**PROBLEM REQUIREMENTS**
In the material below, the lines from the one containing "Format — one point per instance, like (84,84)" through the one containing "Format — one point per instance, like (321,396)" are to be given again exactly, ends included, and no others.
** DATA EXCERPTS follows **
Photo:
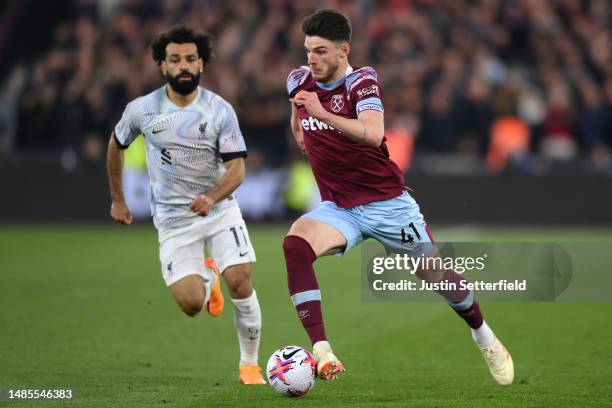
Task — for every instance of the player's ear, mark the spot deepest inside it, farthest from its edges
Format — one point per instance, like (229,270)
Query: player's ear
(346,48)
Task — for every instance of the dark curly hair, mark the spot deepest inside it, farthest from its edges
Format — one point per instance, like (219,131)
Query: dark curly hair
(328,24)
(182,34)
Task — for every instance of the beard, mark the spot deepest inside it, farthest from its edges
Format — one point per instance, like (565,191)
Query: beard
(181,86)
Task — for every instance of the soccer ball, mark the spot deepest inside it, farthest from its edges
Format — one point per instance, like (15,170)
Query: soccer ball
(291,371)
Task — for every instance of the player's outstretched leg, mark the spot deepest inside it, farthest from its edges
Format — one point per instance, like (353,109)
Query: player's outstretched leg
(464,303)
(247,317)
(214,306)
(306,297)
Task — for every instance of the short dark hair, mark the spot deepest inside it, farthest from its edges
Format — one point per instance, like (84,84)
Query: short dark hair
(182,34)
(328,24)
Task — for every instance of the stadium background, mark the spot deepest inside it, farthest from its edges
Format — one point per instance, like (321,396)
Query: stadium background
(499,111)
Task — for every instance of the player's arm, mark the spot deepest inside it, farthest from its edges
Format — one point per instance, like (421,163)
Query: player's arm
(114,168)
(233,177)
(297,130)
(367,129)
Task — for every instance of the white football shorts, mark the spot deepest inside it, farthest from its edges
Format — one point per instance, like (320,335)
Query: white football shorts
(224,236)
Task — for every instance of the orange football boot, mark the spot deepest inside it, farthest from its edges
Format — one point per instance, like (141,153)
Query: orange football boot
(250,374)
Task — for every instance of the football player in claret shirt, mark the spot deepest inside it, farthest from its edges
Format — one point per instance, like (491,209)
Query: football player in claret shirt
(337,118)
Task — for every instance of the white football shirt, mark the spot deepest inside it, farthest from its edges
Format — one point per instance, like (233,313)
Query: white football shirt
(186,150)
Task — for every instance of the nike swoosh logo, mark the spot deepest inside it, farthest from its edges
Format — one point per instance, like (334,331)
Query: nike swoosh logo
(288,356)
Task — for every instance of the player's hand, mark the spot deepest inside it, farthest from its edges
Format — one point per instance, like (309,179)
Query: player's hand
(202,205)
(310,100)
(121,212)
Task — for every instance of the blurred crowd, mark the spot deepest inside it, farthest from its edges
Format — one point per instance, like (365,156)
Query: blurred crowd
(504,81)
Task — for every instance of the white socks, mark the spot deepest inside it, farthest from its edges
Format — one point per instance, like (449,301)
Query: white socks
(247,316)
(483,336)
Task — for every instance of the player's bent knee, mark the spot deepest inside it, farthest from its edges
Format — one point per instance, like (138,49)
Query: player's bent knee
(189,294)
(191,307)
(238,280)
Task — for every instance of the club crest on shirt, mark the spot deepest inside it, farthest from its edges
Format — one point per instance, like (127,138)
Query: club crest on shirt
(337,103)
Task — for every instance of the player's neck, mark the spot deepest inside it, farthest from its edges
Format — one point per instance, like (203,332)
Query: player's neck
(178,99)
(342,71)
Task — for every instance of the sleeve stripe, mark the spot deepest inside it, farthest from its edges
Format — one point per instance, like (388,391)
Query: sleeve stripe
(121,145)
(234,155)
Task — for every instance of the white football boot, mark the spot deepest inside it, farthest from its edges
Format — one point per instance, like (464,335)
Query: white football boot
(328,365)
(500,362)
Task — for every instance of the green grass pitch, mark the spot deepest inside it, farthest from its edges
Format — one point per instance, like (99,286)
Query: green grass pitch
(86,308)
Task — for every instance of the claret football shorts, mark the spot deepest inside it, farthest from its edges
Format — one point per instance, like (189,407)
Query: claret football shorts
(396,223)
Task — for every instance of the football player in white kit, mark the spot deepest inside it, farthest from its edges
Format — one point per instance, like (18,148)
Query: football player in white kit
(196,159)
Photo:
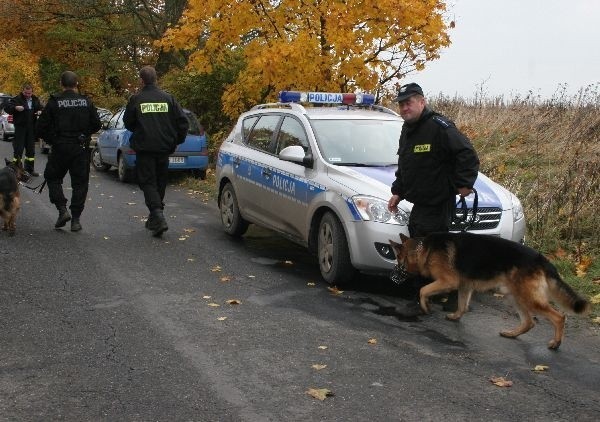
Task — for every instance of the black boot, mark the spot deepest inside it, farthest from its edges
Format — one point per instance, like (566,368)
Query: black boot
(149,222)
(29,168)
(75,224)
(157,224)
(63,217)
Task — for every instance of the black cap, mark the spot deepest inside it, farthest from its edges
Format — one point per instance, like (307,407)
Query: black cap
(407,91)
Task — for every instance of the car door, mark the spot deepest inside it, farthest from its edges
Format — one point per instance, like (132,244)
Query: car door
(290,181)
(252,172)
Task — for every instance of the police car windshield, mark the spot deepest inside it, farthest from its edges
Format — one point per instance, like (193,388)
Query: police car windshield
(195,128)
(358,142)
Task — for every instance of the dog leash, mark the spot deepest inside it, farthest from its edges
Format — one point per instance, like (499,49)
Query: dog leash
(40,186)
(465,221)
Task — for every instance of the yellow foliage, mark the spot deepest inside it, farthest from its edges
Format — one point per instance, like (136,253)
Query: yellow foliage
(328,45)
(18,66)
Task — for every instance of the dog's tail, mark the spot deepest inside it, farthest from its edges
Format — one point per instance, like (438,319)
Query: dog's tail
(7,199)
(563,293)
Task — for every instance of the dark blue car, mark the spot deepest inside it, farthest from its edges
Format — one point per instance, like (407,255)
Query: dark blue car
(112,149)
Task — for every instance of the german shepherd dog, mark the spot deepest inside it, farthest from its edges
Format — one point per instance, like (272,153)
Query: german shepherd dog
(475,262)
(10,201)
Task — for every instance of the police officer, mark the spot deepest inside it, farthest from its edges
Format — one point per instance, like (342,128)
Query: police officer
(25,109)
(67,123)
(435,163)
(158,124)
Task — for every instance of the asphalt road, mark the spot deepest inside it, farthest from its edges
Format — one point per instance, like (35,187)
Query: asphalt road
(112,324)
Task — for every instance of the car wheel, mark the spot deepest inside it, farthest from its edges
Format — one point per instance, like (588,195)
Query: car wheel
(333,253)
(97,161)
(123,172)
(232,220)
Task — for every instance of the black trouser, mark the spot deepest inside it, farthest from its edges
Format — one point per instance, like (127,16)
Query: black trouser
(74,159)
(24,140)
(153,174)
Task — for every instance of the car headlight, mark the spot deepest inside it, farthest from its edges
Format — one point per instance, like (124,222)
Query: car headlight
(517,208)
(375,209)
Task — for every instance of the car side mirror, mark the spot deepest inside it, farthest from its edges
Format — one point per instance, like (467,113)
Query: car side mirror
(296,154)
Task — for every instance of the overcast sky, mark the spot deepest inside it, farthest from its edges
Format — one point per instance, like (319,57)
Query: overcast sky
(513,46)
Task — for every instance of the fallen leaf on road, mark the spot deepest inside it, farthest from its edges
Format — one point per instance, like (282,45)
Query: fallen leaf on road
(319,393)
(501,382)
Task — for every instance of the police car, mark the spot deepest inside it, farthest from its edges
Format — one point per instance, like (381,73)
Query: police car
(320,175)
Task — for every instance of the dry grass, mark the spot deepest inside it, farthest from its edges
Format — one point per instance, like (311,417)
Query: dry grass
(548,154)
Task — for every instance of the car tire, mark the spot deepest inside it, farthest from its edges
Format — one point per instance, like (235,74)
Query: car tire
(333,253)
(231,219)
(123,172)
(97,162)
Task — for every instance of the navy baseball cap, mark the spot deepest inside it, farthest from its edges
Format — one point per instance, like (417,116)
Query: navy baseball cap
(407,91)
** End of DATA EXCERPTS **
**EXPECTED ANSWER**
Format — one point per instance, like (84,84)
Query: short dark hair
(182,34)
(328,24)
Task — for every instance of the stadium background, mark the spot deepest inside it, farthest from its edges
Format — one point per instance, like (321,396)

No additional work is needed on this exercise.